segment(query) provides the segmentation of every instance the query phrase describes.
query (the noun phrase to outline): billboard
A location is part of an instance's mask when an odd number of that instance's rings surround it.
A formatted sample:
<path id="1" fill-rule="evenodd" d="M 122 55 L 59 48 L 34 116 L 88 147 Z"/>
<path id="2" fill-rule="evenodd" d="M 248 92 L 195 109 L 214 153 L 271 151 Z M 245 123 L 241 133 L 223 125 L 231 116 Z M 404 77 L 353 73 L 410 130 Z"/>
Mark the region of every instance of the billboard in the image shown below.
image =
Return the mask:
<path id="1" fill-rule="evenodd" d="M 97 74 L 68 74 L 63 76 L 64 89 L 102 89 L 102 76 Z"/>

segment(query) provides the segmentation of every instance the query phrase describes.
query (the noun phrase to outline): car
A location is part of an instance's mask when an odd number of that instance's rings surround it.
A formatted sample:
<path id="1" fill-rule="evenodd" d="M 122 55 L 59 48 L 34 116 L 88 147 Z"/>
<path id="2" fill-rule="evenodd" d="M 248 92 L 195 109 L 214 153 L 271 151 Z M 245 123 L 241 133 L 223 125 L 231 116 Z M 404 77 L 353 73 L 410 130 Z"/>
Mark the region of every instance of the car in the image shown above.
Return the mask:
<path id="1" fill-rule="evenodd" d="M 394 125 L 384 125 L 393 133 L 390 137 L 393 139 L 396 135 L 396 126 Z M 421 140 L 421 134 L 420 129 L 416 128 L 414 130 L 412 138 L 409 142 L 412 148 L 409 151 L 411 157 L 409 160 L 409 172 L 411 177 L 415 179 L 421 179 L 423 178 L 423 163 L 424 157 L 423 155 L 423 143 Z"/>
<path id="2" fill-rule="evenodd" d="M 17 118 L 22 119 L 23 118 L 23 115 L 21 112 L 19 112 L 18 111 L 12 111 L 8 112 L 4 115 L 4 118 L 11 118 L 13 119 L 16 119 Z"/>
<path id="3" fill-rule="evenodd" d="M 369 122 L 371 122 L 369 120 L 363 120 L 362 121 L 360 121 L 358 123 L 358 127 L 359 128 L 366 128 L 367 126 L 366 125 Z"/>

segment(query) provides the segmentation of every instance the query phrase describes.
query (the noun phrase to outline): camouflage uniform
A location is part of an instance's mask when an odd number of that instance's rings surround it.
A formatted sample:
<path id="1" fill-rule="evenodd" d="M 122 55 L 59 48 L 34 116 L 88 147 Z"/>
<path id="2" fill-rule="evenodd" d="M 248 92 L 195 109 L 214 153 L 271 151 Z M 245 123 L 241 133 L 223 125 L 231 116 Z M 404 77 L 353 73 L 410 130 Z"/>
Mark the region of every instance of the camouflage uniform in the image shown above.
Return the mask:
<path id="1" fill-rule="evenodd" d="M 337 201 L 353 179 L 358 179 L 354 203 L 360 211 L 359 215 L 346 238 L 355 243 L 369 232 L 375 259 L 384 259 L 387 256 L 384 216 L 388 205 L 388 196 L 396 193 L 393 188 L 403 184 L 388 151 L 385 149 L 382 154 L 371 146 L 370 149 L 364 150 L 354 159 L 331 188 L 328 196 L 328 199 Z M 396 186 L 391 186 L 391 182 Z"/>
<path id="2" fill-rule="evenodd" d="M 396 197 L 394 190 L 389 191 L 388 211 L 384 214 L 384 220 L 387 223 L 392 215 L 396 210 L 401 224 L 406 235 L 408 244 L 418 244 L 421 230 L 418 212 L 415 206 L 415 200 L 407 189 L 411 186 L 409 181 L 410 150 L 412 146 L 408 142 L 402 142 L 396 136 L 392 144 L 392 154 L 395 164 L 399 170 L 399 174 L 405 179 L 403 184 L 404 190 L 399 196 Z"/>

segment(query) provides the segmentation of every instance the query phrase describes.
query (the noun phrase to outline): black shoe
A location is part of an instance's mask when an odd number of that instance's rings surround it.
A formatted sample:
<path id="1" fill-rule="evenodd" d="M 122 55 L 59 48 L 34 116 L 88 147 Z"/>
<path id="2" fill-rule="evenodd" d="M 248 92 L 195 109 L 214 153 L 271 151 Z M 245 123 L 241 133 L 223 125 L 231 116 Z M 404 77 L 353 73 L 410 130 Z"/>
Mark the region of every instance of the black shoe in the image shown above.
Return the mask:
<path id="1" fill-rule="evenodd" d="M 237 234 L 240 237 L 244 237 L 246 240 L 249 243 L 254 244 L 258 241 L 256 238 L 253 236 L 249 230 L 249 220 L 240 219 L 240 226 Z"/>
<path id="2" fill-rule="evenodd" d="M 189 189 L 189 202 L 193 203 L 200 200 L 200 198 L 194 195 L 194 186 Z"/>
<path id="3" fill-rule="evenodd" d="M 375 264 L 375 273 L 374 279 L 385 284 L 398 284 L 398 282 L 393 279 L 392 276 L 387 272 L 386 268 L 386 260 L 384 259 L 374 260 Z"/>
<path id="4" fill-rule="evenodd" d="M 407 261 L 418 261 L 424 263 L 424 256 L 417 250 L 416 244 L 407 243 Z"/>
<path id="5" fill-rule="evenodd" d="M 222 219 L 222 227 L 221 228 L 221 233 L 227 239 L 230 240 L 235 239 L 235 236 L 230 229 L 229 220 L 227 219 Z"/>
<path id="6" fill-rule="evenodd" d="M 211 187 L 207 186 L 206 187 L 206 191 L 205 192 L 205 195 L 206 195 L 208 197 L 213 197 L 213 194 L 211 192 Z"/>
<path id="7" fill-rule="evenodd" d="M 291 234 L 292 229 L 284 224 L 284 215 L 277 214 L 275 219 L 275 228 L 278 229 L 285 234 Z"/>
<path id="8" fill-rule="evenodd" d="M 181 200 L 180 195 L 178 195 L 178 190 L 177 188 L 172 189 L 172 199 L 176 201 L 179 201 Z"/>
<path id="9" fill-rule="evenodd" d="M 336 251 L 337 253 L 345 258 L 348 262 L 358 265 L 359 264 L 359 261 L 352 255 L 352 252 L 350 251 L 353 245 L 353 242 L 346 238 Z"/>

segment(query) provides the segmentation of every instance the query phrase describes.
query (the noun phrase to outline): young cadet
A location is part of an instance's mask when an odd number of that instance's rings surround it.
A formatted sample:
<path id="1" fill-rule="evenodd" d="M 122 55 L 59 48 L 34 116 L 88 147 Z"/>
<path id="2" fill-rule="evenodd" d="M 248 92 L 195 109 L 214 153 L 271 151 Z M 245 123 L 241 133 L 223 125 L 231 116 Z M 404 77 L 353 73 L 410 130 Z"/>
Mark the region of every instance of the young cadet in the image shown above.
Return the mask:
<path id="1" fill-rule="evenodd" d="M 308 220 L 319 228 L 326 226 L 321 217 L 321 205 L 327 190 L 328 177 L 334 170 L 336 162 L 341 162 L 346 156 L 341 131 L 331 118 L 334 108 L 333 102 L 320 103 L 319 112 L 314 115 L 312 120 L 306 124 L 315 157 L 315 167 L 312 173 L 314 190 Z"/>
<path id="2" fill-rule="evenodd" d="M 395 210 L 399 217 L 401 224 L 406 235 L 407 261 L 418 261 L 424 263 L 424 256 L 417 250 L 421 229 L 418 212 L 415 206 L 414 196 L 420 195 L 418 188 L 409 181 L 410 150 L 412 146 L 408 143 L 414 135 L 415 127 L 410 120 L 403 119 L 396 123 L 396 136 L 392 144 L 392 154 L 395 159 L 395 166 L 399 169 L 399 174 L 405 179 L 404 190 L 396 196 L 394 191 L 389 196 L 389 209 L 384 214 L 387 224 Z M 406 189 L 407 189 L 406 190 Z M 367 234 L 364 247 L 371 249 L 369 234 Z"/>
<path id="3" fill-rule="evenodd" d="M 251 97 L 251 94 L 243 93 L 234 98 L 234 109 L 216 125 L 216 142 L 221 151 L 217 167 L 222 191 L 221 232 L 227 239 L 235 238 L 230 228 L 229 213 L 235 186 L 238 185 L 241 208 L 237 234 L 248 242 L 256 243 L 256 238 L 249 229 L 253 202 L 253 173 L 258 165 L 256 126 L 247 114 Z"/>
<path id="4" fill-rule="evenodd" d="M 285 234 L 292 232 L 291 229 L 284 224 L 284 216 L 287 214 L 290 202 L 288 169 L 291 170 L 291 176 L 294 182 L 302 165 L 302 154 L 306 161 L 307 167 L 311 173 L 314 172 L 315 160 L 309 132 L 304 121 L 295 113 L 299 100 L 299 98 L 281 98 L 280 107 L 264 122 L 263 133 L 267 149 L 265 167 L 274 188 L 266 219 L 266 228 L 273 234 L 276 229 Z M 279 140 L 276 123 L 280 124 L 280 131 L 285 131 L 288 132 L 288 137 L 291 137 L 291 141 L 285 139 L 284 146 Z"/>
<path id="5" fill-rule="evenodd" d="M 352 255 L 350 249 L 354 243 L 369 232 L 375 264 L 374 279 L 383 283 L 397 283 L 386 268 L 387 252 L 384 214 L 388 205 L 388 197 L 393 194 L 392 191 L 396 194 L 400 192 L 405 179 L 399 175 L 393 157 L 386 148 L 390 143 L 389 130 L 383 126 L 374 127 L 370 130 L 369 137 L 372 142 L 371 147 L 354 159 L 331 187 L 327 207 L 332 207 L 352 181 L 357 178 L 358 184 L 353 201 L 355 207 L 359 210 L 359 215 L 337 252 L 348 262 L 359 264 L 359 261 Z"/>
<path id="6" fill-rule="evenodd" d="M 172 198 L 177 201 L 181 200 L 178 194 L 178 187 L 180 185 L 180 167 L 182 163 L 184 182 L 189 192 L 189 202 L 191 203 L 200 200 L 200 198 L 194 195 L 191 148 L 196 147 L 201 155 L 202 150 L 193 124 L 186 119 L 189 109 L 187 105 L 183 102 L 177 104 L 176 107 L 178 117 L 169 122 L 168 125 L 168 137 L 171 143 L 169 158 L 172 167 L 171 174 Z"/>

▸ Aim of the exercise
Collect each line from the items above that includes the word "uniform".

▸ Problem solution
query (the noun phrase to outline): camouflage uniform
Mark the region of every instance of the camouflage uniform in the image shown above.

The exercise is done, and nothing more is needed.